Requirements: Using the entries below, quote exactly the span of lines that begins with the line containing "Isolate any visible red" and ends with the final line.

Provided information:

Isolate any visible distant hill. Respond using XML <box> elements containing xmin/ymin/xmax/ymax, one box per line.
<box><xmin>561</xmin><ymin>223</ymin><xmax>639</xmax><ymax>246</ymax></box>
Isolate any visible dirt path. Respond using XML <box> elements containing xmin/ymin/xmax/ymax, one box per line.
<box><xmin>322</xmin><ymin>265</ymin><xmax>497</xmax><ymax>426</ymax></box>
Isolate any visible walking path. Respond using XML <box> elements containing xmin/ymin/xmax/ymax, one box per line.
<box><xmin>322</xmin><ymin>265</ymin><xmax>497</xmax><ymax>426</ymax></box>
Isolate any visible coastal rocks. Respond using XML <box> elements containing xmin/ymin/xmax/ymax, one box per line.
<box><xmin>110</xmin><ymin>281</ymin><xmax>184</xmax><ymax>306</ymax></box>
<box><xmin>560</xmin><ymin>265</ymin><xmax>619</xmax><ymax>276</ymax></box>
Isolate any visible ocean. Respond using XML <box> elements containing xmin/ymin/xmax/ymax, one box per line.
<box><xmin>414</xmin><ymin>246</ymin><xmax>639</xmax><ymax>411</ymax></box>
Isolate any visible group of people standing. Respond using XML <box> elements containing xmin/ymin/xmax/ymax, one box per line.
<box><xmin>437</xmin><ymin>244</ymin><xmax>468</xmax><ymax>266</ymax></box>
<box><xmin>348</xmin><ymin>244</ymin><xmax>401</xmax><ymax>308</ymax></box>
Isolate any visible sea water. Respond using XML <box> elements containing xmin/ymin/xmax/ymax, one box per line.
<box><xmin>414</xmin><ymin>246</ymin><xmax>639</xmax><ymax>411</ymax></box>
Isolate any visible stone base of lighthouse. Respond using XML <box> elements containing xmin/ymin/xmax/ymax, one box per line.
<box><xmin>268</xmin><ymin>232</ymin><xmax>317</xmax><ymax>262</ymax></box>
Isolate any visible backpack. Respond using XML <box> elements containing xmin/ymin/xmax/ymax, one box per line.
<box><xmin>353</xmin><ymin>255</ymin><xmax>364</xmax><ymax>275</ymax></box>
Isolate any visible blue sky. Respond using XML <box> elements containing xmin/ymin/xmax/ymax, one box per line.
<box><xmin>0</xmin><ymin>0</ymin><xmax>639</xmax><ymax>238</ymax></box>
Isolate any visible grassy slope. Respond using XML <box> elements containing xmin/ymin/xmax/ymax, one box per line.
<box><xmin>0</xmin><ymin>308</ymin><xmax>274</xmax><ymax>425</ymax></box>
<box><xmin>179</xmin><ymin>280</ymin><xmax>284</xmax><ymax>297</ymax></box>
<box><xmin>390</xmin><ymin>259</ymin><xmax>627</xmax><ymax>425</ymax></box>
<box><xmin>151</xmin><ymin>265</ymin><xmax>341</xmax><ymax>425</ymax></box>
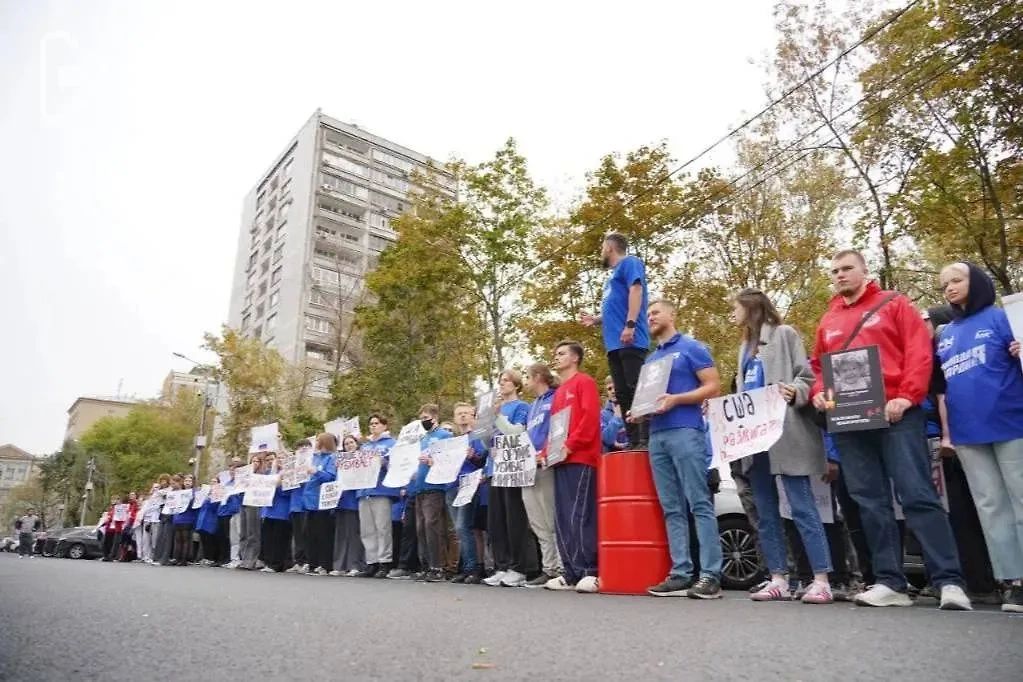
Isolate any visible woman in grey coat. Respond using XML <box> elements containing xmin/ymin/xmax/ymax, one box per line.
<box><xmin>733</xmin><ymin>289</ymin><xmax>834</xmax><ymax>604</ymax></box>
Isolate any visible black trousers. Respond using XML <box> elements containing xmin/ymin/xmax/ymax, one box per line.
<box><xmin>608</xmin><ymin>346</ymin><xmax>647</xmax><ymax>447</ymax></box>
<box><xmin>292</xmin><ymin>509</ymin><xmax>309</xmax><ymax>566</ymax></box>
<box><xmin>487</xmin><ymin>486</ymin><xmax>539</xmax><ymax>578</ymax></box>
<box><xmin>263</xmin><ymin>518</ymin><xmax>292</xmax><ymax>573</ymax></box>
<box><xmin>306</xmin><ymin>509</ymin><xmax>333</xmax><ymax>571</ymax></box>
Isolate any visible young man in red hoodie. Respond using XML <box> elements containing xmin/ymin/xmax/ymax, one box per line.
<box><xmin>810</xmin><ymin>251</ymin><xmax>971</xmax><ymax>610</ymax></box>
<box><xmin>544</xmin><ymin>340</ymin><xmax>601</xmax><ymax>593</ymax></box>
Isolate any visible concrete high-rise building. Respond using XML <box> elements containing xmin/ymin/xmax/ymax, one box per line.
<box><xmin>234</xmin><ymin>110</ymin><xmax>456</xmax><ymax>397</ymax></box>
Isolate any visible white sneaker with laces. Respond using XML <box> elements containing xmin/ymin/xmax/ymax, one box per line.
<box><xmin>483</xmin><ymin>571</ymin><xmax>508</xmax><ymax>587</ymax></box>
<box><xmin>501</xmin><ymin>571</ymin><xmax>526</xmax><ymax>587</ymax></box>
<box><xmin>938</xmin><ymin>585</ymin><xmax>973</xmax><ymax>611</ymax></box>
<box><xmin>854</xmin><ymin>585</ymin><xmax>913</xmax><ymax>606</ymax></box>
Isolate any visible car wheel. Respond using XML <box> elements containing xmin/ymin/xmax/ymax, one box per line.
<box><xmin>718</xmin><ymin>516</ymin><xmax>762</xmax><ymax>590</ymax></box>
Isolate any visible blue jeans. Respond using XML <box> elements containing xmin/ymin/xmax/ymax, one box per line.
<box><xmin>650</xmin><ymin>428</ymin><xmax>721</xmax><ymax>580</ymax></box>
<box><xmin>832</xmin><ymin>408</ymin><xmax>965</xmax><ymax>592</ymax></box>
<box><xmin>444</xmin><ymin>488</ymin><xmax>480</xmax><ymax>576</ymax></box>
<box><xmin>746</xmin><ymin>452</ymin><xmax>832</xmax><ymax>576</ymax></box>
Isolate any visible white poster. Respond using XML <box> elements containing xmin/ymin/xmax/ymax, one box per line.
<box><xmin>318</xmin><ymin>481</ymin><xmax>341</xmax><ymax>510</ymax></box>
<box><xmin>241</xmin><ymin>473</ymin><xmax>277</xmax><ymax>507</ymax></box>
<box><xmin>707</xmin><ymin>384</ymin><xmax>789</xmax><ymax>464</ymax></box>
<box><xmin>384</xmin><ymin>443</ymin><xmax>420</xmax><ymax>488</ymax></box>
<box><xmin>451</xmin><ymin>469</ymin><xmax>483</xmax><ymax>507</ymax></box>
<box><xmin>490</xmin><ymin>434</ymin><xmax>536</xmax><ymax>488</ymax></box>
<box><xmin>338</xmin><ymin>452</ymin><xmax>381</xmax><ymax>490</ymax></box>
<box><xmin>427</xmin><ymin>436</ymin><xmax>469</xmax><ymax>486</ymax></box>
<box><xmin>774</xmin><ymin>475</ymin><xmax>835</xmax><ymax>524</ymax></box>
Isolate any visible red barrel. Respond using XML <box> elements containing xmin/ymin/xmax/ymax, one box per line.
<box><xmin>596</xmin><ymin>450</ymin><xmax>671</xmax><ymax>594</ymax></box>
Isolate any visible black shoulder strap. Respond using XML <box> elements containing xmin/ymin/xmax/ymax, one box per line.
<box><xmin>840</xmin><ymin>291</ymin><xmax>898</xmax><ymax>351</ymax></box>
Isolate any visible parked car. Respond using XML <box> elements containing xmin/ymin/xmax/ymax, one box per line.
<box><xmin>53</xmin><ymin>526</ymin><xmax>103</xmax><ymax>559</ymax></box>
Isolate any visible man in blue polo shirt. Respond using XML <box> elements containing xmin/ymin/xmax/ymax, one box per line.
<box><xmin>629</xmin><ymin>301</ymin><xmax>722</xmax><ymax>599</ymax></box>
<box><xmin>579</xmin><ymin>233</ymin><xmax>650</xmax><ymax>447</ymax></box>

Solved exercise:
Isolate any visible red barrel. Respond using XML <box> elements containing xmin/ymin/xmax/ymax, one box per line.
<box><xmin>596</xmin><ymin>450</ymin><xmax>671</xmax><ymax>594</ymax></box>
Isolate any visible black shoulder strap. Respond using XML <box> elements containing xmin/ymin/xmax/ymax, one box per line.
<box><xmin>840</xmin><ymin>291</ymin><xmax>898</xmax><ymax>351</ymax></box>
Isolate any visible parked car. Respond using XML <box> elements containing xmin/ymin/xmax/ymax, one box per line.
<box><xmin>53</xmin><ymin>526</ymin><xmax>103</xmax><ymax>559</ymax></box>
Isolate any visible man in blue polo shirt. Respond using XML <box> elements containing xmin/ymin/xmax/ymax, one box per line.
<box><xmin>629</xmin><ymin>301</ymin><xmax>722</xmax><ymax>599</ymax></box>
<box><xmin>579</xmin><ymin>233</ymin><xmax>650</xmax><ymax>447</ymax></box>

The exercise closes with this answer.